WHAT YOU WILL DO -
Below is a block of records; repeat all of them exactly.

Stored items from a collection

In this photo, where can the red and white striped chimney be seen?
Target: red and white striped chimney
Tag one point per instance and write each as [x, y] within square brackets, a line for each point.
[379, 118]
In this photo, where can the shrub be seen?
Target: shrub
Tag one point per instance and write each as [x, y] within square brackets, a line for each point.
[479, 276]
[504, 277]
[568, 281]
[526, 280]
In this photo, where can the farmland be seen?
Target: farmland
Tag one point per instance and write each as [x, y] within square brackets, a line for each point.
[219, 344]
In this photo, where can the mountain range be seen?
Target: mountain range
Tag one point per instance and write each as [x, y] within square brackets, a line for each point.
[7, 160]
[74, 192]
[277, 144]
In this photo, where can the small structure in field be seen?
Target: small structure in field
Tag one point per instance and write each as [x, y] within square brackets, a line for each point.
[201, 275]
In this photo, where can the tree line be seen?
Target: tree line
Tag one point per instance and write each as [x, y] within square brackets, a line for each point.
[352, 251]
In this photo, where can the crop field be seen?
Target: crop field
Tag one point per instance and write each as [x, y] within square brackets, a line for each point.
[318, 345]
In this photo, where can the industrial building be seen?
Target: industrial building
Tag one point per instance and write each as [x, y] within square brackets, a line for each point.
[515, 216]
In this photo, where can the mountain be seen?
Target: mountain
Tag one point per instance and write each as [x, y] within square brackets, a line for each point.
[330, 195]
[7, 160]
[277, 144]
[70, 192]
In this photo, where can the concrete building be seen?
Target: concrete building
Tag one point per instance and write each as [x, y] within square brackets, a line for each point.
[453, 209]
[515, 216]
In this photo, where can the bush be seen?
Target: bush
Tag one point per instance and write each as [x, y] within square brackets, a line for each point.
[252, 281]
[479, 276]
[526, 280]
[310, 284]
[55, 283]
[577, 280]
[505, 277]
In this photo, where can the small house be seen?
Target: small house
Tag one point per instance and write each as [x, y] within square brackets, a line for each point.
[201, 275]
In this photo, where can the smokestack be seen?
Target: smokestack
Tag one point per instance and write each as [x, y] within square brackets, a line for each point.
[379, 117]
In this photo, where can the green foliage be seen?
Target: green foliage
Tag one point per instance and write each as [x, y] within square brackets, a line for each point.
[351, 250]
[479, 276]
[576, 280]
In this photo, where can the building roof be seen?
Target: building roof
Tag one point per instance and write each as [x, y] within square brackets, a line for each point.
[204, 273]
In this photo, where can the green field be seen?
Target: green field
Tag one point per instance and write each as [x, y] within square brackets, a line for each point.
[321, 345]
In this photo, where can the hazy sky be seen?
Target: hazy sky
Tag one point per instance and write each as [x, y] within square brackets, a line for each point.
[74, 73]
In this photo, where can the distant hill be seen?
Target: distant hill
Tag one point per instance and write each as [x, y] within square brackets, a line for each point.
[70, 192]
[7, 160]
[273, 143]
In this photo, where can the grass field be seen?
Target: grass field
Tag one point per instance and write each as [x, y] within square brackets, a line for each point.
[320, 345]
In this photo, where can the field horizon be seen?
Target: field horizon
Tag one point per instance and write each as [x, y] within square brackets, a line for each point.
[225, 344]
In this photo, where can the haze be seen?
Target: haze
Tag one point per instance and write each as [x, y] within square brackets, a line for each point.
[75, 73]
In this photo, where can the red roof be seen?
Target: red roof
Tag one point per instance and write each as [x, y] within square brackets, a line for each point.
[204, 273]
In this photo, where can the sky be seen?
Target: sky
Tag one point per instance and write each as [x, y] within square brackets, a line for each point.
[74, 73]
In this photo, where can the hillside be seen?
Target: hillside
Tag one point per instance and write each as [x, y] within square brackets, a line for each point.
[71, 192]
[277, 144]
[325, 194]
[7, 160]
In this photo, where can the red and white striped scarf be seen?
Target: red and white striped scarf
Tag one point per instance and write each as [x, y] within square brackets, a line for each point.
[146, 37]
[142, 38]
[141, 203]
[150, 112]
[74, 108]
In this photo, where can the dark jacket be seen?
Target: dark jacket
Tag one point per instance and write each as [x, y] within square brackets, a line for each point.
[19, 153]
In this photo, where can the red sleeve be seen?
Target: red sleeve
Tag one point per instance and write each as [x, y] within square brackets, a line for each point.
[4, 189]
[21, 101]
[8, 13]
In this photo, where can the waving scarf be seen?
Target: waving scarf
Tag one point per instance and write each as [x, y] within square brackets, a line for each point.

CORRECT RESULT -
In this photo, where can the red and white striped chimney be seen?
Target: red and white striped chimney
Tag one point per instance and write each as [x, y] within square brackets, a line for each point.
[379, 118]
In this photo, where can the shrub be seen?
Target: shrub
Tag one point per instance and write each as [x, y] within square brackets, a line for each point.
[479, 276]
[504, 277]
[568, 281]
[526, 280]
In this photo, where can the farmland be seen?
Target: farmland
Tag one point per instance and write each as [x, y] within square brackets, a line for each point.
[219, 344]
In this photo, where can the mountain range be seen?
Target: mountain range
Tag one point per instance and write each as [x, y] within square brackets, a line for each point.
[7, 160]
[74, 192]
[277, 144]
In this photo, where can the small structure in field be seen?
Target: small structure in field
Tag one point per instance and write each as [x, y] within square brackets, a line for each point.
[201, 275]
In this photo, where can the tree line be seen?
Target: tree line
Tag one point per instance and write each as [x, y] within square brackets, a line for each point.
[352, 251]
In this photo, where can the crop field be seen?
Target: crop field
Tag one point per instance and write each as [x, y] within square brackets, a line for each point.
[318, 345]
In this photo, where can the industrial building be seen?
Target: industrial building
Tag one point per instance and write each as [x, y] within square brackets, a line for each point.
[515, 216]
In this photo, where can the mountain be seen?
Target: mountain
Tag one point per instance and write each as [x, y] within square brackets, a line for each point.
[330, 195]
[7, 160]
[277, 144]
[70, 192]
In this photo, where can the concrete building be seen?
Target: concrete building
Tag one point per instance and write each as [x, y] within square brackets, a line for each point.
[453, 209]
[515, 216]
In this photo, where can the bush be seen?
Target: bush
Tag one point per instance and write each as [x, y] within square brackets, a line for each point.
[252, 281]
[479, 276]
[526, 280]
[310, 284]
[55, 283]
[577, 280]
[505, 277]
In this photo, where can the small house be seen?
Target: small house
Tag one point per instance and write each as [x, y] within square brackets, a line for each point.
[201, 275]
In this photo, where can the smokestack be seen?
Target: smokestack
Tag one point per instance and write each as [x, y] within square brackets, a line for each point.
[379, 117]
In this photo, where can the green foliage be seen?
Target: green foliage
Tag one point per instance and write each as [x, y] within square brackets, a line for each point.
[351, 250]
[479, 276]
[576, 280]
In this photo, where can the building roof be seen?
Target: building roof
Tag one point per instance and write each as [x, y] within square brackets, a line for each point.
[204, 273]
In this photo, where can the green field be seen?
Target: green field
Tag one point per instance and write each as [x, y] within square brackets, a line for each point.
[321, 345]
In this photo, where can the hazy sky be seen?
Target: hazy sky
Tag one point per instance and write each as [x, y] within square brackets, a line for each point.
[74, 73]
In this photo, where can the distant hill be seen?
Target: distant hill
Tag one point per instance and write each as [x, y] within square brackets, a line for each point.
[70, 192]
[7, 160]
[273, 143]
In this photo, where can the grass field be seen?
Target: grass field
Tag one point per instance and write each as [x, y] within square brackets, a line for each point.
[320, 345]
In this photo, where can the field horizon be seen?
Target: field horizon
Tag one point per instance and write each as [x, y] within square brackets, a line for each point.
[225, 344]
In this photo, where can the haze be seen?
Target: haze
Tag one point per instance and write each as [x, y] within square brackets, a line for each point.
[75, 73]
In this photo, where can the red roof be seen?
Target: red roof
Tag one point per instance and write each as [x, y] within square brackets, a line for each point.
[204, 273]
In this photo, where can the sky be seen?
Target: sky
Tag one point per instance and write each as [x, y] within square brackets, a line for each point.
[74, 73]
In this photo, where can the hillside be seen?
Target: hillside
Tag one point per instance and write each as [x, y] within square brackets, a line for each point.
[71, 192]
[277, 144]
[325, 194]
[7, 160]
In this photo, where can the red and white striped scarf be seen?
Target: red and white striped scarf
Tag one point per instance and write each as [x, y] within square brackets, a line for each point.
[146, 37]
[142, 38]
[141, 203]
[150, 112]
[74, 108]
In this photo, where can the dark jacket be seen?
Target: dark jacket
Tag one point per instance and write each as [x, y] within square brackets, a line for each point.
[19, 153]
In this photo, where can the red sleeve be seen?
Target: red sleeve
Tag one point per instance and write each as [x, y] within square brackets, a line for each point.
[4, 189]
[21, 101]
[8, 13]
In this photo, where can the waving scarf be seen?
Target: waving scarf
Tag one point per instance and write each as [x, y] within square brackets, a line for each point.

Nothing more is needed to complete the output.